◆ Travail demandé:
Recopiez à l'identique, dans le texte sur le blocage du commerce avec l'Orient, le passage qui va de "L'Asie, inaccessible, excite" jusqu'à "du monde connu.".

◆ Extrait choisi:
════════
Le Triple Verrou de l'Islam

L'Asie, inaccessible, excite toutes les convoitises. Alors que les pays de l'Europe du Nord sont empêtrés dans des conflits interminables ( guerre de cent ans ) les états méditerranéens qui vivent du commerce avec l'Orient brûlent d'en maîtriser les routes. Mais ils se heurtent aux Turcs, de Chypre à la Mer Noire, aux princes arabes qui dominent la route de Damas comme la Mer Rouge et empêchent tout accès à l'Océan Indien. A l'ouest, les Maures de Grenade ont la main mise sur l'Andalousie, le Maroc, l'Algérie, l'actuelle Tunisie : pirates impitoyables, ils tiennent le détroit de Gibraltar et interdisent tout commerce avec l'Afrique noire qui est le seul producteur d'or du monde connu.

Le Chemin de l'Ouest

La maîtrise des navires arabes sur la Méditerranée renforce ce blocage commercial. Certes, il fait la fortune des états qui parviennent à tisser des échanges commerciaux avec les princes de l'Islam. La République de Gênes, par ses comptoirs en pays maure, détient le quasi-monopole du commerce de l'or. Venise, privilégiée par sa situation sur l'Adriatique, assure les échanges avec la Méditerranée orientale. Enfin l'Aragon, qui s'étend de Montpellier à Valence, assure la diffusion de multiples marchandises et permet des échanges constants entre les états du Nord ( Drap des Flandres, bois, fer, étain, blé, fourrures, ambre gris ) et ceux du sud : Le lac aragonais bénéficie d'une position centrale en Méditerranée occidentale : possédant la Sicile, la Sardaigne et les Baléares, il permet les escales indispensables aux lourdes nefs de commerce, à Majorque, en particulier, qui est un port d'eaux profondes. Mais ces échanges restent soumis au bon vouloir d'intermédiaires qui vendent leurs services à prix d'or. Soutenue par l'envie de profits immenses, immédiats, l'idée se répand peu à peu de contourner l'obstacle. Et ce qui semblait impossible devient envisageable, passer par l'Ouest.
════════
◆ Jeu de données:
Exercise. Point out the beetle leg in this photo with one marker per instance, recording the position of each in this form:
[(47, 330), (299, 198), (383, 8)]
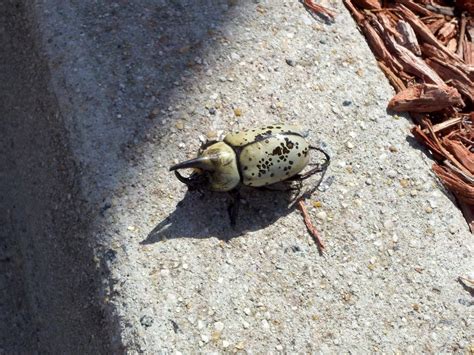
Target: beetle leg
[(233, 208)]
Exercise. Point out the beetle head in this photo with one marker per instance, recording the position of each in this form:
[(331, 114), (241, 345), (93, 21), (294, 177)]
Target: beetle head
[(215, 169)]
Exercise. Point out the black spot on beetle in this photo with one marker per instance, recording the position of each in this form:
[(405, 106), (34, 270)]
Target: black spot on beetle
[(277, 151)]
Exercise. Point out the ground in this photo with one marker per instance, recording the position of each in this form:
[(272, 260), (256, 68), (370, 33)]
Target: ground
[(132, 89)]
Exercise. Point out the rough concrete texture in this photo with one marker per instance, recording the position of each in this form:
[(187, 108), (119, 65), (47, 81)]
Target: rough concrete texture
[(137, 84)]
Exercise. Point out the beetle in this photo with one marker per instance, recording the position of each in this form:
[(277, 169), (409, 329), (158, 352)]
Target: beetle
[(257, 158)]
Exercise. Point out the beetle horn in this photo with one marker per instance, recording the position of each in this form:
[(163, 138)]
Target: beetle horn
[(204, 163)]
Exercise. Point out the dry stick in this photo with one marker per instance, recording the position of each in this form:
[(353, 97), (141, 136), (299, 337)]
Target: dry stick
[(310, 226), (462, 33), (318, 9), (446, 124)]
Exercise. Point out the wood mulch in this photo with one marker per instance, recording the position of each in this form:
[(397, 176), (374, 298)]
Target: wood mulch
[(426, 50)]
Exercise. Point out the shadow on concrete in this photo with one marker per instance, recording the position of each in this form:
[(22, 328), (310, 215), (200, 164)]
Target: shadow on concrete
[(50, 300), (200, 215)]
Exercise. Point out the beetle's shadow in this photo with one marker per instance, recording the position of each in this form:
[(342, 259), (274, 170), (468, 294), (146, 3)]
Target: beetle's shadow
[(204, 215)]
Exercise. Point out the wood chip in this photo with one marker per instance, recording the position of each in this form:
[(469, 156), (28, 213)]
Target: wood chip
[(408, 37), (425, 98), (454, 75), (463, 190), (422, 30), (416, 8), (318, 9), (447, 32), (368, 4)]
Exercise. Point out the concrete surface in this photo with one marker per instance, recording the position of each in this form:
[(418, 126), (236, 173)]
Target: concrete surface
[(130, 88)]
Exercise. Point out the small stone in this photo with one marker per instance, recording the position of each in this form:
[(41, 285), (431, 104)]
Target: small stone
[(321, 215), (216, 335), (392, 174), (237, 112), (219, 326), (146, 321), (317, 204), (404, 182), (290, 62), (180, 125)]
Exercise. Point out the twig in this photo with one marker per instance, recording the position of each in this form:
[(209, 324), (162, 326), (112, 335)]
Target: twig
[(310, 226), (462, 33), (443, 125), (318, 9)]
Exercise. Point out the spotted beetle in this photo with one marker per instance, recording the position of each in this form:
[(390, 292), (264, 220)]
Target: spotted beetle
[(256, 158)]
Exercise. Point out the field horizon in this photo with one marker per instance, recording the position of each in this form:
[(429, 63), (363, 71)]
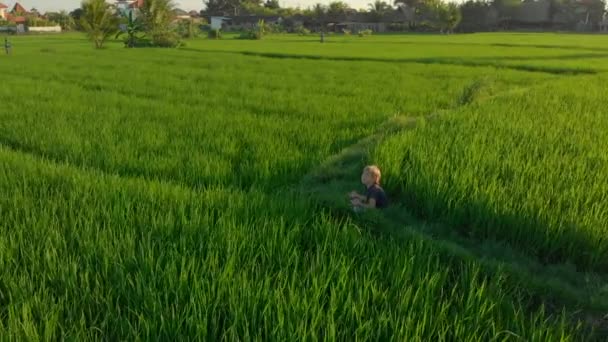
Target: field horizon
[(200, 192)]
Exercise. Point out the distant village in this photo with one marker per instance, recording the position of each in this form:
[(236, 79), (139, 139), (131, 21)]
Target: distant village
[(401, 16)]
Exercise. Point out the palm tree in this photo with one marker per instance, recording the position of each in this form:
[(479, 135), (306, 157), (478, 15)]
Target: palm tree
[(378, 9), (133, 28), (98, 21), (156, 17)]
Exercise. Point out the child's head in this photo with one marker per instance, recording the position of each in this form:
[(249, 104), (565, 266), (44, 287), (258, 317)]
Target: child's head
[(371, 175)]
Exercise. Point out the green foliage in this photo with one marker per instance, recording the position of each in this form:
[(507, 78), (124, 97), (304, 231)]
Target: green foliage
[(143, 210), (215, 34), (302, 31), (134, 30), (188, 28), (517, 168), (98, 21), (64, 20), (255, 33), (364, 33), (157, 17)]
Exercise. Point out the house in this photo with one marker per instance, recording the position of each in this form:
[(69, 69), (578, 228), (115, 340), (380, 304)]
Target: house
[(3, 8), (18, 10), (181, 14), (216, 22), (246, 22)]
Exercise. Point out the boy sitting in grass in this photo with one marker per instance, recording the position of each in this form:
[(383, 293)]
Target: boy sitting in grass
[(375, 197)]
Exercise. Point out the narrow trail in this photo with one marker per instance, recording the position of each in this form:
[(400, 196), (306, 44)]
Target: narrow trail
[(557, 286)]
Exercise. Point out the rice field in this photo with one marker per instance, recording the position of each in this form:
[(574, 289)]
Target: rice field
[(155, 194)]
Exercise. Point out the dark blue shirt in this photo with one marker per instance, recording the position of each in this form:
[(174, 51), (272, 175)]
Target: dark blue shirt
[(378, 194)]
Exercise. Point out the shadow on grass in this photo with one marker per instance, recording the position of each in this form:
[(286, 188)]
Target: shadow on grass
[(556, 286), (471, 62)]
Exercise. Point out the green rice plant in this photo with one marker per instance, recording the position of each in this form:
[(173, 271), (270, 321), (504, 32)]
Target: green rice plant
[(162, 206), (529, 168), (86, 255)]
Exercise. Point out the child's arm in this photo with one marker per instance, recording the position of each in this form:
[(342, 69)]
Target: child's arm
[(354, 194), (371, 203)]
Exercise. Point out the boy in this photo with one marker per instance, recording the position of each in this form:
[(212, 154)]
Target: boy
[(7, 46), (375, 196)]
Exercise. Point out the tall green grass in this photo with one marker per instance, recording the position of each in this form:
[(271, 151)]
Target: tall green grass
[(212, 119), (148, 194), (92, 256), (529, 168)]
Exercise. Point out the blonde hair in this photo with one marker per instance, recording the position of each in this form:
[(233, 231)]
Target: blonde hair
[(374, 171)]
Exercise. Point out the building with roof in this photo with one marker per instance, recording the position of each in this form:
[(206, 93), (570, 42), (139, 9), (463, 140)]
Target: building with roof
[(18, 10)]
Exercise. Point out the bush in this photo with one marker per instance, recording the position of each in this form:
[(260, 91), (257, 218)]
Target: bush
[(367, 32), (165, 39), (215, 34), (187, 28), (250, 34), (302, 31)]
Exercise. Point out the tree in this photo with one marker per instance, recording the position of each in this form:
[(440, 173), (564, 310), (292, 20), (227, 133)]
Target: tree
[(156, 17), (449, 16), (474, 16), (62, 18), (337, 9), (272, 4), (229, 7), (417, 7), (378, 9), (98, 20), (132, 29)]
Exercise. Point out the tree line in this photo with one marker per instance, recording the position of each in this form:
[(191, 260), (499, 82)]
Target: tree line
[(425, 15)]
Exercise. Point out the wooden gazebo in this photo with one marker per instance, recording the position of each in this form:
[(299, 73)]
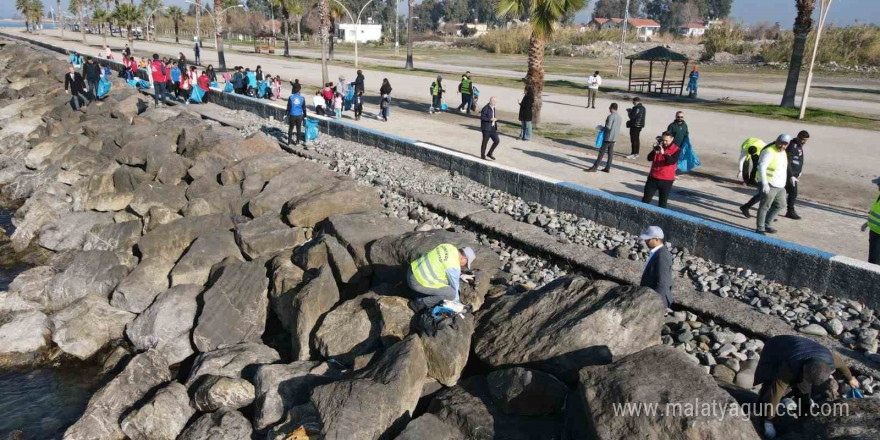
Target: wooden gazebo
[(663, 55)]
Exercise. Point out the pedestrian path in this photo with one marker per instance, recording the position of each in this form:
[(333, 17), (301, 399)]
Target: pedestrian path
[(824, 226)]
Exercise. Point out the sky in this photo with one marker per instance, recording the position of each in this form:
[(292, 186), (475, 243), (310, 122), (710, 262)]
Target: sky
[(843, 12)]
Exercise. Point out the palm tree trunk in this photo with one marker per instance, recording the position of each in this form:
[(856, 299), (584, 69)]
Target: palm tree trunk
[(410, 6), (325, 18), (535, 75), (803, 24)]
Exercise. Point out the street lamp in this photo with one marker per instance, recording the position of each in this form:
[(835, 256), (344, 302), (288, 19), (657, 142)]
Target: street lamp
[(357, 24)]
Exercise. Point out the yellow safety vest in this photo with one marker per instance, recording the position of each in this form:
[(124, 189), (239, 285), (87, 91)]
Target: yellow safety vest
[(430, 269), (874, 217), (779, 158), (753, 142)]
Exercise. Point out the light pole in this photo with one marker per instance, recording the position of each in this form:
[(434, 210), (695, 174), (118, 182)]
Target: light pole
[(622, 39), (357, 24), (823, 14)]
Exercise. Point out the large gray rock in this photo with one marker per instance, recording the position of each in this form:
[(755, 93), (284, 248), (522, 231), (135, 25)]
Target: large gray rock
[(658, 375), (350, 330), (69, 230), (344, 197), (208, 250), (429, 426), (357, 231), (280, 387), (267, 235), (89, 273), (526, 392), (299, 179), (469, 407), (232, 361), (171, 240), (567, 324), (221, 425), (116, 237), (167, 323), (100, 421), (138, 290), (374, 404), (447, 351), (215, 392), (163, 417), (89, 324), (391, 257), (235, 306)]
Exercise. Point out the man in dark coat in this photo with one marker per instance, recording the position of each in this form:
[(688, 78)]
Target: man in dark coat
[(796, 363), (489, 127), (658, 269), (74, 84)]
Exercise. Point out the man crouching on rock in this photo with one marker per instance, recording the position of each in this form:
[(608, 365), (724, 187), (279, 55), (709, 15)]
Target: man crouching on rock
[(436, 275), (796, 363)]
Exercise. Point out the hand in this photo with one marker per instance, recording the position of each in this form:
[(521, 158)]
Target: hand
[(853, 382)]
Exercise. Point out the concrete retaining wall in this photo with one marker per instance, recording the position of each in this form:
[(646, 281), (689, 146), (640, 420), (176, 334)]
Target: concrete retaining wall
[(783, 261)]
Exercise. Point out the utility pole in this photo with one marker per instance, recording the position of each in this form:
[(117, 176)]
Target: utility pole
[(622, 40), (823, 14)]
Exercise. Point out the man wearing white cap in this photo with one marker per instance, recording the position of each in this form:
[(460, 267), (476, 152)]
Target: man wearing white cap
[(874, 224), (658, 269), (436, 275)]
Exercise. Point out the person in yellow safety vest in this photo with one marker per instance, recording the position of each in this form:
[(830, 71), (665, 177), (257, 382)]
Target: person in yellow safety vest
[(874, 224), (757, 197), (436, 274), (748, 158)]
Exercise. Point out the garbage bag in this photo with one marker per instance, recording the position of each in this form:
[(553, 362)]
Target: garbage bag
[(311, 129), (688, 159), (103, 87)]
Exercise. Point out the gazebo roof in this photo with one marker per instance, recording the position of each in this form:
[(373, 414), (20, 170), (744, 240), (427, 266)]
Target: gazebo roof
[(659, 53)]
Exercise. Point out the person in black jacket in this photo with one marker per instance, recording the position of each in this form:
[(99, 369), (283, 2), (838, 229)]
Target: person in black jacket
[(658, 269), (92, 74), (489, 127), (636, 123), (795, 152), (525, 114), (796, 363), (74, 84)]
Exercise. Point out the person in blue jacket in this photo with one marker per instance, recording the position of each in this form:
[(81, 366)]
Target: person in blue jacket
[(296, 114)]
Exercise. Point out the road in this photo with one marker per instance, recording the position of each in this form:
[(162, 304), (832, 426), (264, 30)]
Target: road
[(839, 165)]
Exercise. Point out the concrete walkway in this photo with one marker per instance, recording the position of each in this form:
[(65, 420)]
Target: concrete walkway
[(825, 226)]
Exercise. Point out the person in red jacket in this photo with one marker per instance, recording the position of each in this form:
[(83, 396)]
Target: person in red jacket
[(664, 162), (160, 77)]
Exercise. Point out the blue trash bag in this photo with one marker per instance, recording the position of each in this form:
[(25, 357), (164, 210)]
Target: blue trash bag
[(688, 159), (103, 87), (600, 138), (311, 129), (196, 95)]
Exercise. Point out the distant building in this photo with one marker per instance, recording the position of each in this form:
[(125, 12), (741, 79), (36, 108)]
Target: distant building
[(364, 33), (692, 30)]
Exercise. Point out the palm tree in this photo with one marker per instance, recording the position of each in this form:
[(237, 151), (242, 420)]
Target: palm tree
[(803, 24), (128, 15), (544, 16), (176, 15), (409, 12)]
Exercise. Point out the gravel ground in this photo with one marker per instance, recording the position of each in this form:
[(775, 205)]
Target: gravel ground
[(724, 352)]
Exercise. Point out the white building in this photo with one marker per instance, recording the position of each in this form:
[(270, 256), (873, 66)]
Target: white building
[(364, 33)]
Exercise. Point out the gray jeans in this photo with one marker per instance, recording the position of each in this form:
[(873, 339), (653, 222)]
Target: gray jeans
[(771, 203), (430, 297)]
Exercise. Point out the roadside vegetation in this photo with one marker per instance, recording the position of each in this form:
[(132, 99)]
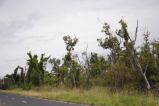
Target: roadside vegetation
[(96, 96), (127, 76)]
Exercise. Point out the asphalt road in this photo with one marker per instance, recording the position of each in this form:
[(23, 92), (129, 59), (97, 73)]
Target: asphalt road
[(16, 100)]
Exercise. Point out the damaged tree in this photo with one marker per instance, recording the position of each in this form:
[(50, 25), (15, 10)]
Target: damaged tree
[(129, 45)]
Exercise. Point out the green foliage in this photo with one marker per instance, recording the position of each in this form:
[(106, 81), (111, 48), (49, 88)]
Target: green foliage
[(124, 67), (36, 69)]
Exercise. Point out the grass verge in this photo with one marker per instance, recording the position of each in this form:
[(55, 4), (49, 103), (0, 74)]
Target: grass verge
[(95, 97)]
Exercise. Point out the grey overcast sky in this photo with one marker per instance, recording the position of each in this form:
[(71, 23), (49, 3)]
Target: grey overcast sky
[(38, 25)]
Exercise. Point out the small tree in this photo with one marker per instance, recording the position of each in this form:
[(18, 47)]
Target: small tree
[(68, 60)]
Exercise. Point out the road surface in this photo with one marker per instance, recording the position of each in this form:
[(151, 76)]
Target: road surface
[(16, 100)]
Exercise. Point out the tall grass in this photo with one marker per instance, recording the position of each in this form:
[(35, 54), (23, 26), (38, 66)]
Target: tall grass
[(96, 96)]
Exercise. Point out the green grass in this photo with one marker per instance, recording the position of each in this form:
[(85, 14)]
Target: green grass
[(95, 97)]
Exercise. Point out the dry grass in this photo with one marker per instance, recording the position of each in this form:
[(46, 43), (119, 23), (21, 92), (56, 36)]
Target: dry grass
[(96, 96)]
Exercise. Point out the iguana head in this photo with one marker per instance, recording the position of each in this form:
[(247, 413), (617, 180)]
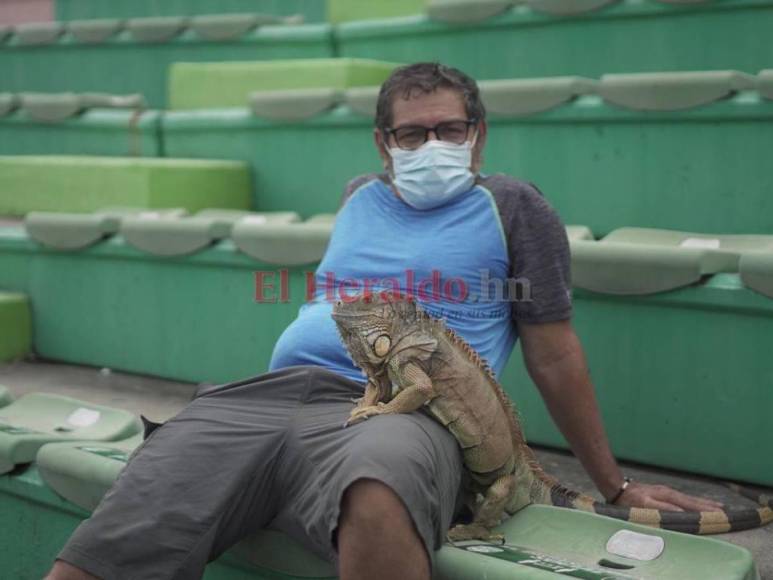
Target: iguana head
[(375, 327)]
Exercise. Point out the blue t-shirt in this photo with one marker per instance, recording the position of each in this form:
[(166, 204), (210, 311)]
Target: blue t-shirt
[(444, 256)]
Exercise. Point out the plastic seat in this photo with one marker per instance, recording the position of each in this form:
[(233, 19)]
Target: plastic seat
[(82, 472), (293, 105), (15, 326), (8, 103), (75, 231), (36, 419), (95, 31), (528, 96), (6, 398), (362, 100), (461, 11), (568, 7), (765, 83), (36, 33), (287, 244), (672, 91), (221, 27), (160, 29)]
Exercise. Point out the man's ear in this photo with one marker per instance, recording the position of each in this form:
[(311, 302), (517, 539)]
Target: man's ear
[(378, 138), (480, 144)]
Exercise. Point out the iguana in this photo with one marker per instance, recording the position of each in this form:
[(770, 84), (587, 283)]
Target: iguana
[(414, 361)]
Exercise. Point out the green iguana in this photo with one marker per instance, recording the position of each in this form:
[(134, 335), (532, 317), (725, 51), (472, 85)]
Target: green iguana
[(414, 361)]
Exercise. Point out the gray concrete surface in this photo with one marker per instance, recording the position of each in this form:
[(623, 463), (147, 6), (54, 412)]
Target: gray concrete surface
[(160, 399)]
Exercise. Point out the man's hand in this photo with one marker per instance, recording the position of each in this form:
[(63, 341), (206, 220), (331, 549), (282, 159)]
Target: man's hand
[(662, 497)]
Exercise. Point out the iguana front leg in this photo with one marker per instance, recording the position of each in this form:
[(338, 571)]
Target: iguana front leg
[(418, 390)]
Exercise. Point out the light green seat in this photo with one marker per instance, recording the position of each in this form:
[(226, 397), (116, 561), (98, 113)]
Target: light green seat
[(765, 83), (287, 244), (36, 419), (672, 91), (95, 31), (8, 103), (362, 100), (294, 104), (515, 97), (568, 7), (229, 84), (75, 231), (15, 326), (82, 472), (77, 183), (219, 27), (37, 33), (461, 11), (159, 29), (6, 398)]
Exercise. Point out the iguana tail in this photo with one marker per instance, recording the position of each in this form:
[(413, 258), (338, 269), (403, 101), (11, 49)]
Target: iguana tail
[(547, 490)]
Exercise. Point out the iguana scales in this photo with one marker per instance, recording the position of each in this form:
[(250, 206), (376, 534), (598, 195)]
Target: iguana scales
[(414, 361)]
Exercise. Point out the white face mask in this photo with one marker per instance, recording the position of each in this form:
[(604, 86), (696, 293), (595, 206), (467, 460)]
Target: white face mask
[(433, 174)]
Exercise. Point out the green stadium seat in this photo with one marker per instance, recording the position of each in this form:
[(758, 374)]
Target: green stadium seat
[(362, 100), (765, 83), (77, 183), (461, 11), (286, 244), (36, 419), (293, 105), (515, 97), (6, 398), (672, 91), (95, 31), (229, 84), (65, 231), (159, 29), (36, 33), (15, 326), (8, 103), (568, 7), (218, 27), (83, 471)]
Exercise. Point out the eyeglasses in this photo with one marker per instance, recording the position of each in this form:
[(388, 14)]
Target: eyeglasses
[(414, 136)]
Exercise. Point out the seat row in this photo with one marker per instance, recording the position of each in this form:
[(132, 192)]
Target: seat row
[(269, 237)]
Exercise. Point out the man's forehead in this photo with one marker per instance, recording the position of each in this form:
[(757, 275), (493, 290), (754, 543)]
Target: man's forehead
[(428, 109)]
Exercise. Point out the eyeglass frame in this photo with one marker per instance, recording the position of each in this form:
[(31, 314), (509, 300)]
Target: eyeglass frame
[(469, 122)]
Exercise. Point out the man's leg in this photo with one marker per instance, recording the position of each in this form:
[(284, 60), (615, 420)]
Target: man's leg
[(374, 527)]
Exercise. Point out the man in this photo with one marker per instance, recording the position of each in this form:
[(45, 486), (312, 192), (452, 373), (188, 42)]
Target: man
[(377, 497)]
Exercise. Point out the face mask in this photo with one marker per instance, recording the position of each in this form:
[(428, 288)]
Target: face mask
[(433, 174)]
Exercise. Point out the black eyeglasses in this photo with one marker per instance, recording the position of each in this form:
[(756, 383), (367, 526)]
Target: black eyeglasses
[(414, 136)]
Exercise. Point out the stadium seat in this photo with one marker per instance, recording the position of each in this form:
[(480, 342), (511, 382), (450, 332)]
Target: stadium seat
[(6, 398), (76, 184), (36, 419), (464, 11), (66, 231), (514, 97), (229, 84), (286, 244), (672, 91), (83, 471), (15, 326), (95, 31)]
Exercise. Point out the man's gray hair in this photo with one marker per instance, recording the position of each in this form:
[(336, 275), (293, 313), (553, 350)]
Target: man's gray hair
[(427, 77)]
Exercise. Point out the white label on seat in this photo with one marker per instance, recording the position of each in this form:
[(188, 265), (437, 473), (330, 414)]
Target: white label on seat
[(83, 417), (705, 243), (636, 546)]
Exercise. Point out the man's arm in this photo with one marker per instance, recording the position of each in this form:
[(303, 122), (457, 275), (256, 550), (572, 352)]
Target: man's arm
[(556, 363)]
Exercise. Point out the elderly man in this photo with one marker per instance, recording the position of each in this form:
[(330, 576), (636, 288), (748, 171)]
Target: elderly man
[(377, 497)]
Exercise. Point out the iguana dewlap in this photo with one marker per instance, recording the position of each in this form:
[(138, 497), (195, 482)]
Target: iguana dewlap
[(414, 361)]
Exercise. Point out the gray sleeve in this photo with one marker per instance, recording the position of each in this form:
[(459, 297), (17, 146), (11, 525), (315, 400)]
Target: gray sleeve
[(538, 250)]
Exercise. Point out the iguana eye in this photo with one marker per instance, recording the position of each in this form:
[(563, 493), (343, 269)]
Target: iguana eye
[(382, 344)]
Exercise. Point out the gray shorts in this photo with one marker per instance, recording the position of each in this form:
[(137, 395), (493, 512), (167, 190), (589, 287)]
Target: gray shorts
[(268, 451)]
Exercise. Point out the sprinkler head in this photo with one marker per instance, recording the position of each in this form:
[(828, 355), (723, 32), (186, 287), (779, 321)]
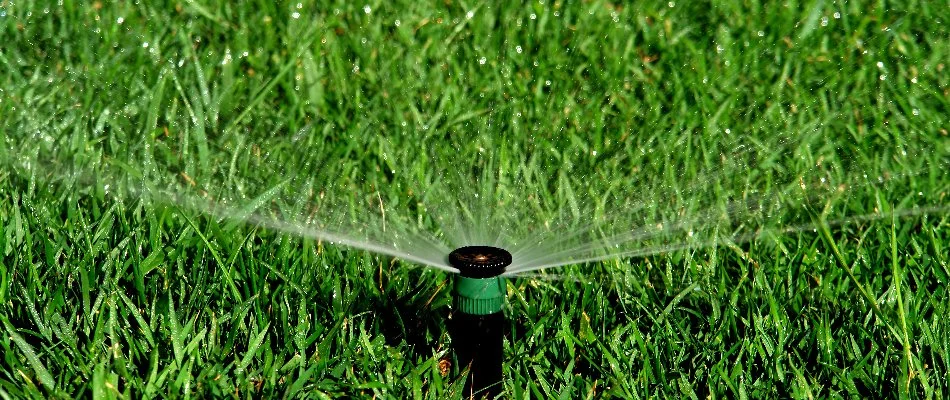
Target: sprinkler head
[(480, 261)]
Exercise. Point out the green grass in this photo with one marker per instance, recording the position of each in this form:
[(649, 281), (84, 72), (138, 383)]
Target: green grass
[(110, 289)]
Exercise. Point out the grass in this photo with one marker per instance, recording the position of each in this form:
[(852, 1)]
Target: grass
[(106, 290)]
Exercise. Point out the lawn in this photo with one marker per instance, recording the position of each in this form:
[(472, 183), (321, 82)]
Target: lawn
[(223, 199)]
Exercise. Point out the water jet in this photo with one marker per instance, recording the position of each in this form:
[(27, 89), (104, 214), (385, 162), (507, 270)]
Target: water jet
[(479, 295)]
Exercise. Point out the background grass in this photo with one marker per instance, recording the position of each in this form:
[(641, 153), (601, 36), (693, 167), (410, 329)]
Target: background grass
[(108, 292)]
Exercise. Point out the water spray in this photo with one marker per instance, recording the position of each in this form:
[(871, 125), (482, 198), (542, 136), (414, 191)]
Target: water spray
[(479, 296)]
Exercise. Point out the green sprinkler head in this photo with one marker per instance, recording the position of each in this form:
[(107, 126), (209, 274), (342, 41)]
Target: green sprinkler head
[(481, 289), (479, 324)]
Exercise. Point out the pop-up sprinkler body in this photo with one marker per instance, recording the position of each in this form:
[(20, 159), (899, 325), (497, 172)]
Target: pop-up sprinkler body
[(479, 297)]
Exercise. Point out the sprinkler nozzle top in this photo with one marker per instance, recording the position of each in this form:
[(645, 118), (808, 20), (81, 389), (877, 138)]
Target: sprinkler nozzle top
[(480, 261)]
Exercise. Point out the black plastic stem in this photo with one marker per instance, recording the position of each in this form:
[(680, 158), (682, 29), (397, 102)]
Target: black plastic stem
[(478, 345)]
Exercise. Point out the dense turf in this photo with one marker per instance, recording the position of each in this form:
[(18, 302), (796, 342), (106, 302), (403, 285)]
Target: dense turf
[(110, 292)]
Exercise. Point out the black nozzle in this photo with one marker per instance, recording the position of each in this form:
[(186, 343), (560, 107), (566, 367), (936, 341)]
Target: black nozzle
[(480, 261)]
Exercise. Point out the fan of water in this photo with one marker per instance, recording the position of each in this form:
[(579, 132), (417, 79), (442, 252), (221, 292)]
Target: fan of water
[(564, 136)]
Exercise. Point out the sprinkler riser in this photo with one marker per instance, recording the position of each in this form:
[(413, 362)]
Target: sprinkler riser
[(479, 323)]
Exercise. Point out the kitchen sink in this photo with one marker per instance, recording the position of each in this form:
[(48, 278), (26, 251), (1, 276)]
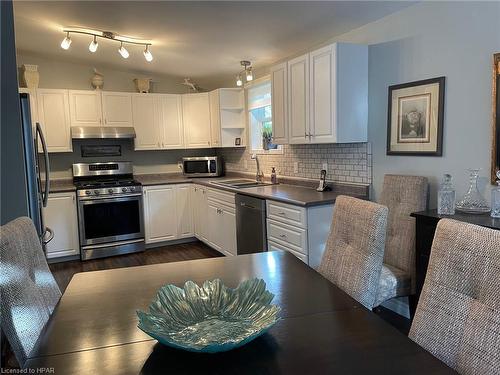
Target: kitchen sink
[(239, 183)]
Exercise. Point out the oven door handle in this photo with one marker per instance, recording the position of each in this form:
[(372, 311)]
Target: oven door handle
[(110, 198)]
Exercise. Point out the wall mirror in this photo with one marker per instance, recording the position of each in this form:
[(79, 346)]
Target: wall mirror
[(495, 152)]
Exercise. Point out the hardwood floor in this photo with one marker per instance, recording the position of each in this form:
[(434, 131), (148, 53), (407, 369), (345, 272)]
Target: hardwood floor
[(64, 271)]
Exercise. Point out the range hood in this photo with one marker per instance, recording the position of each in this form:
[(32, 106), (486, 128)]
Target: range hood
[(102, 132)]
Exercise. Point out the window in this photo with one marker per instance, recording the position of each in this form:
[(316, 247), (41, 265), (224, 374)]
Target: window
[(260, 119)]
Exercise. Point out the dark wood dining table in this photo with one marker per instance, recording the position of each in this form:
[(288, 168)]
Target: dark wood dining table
════════
◆ Réponse proposée:
L'Asie, inaccessible, excite toutes les convoitises. Alors que les pays de l'Europe du Nord sont empêtrés dans des conflits interminables ( guerre de cent ans ) les états méditerranéens qui vivent du commerce avec l'Orient brûlent d'en maîtriser les routes. Mais ils se heurtent aux Turcs, de Chypre à la Mer Noire, aux princes arabes qui dominent la route de Damas comme la Mer Rouge et empêchent tout accès à l'Océan Indien. A l'ouest, les Maures de Grenade ont la main mise sur l'Andalousie, le Maroc, l'Algérie, l'actuelle Tunisie : pirates impitoyables, ils tiennent le détroit de Gibraltar et interdisent tout commerce avec l'Afrique noire qui est le seul producteur d'or du monde connu.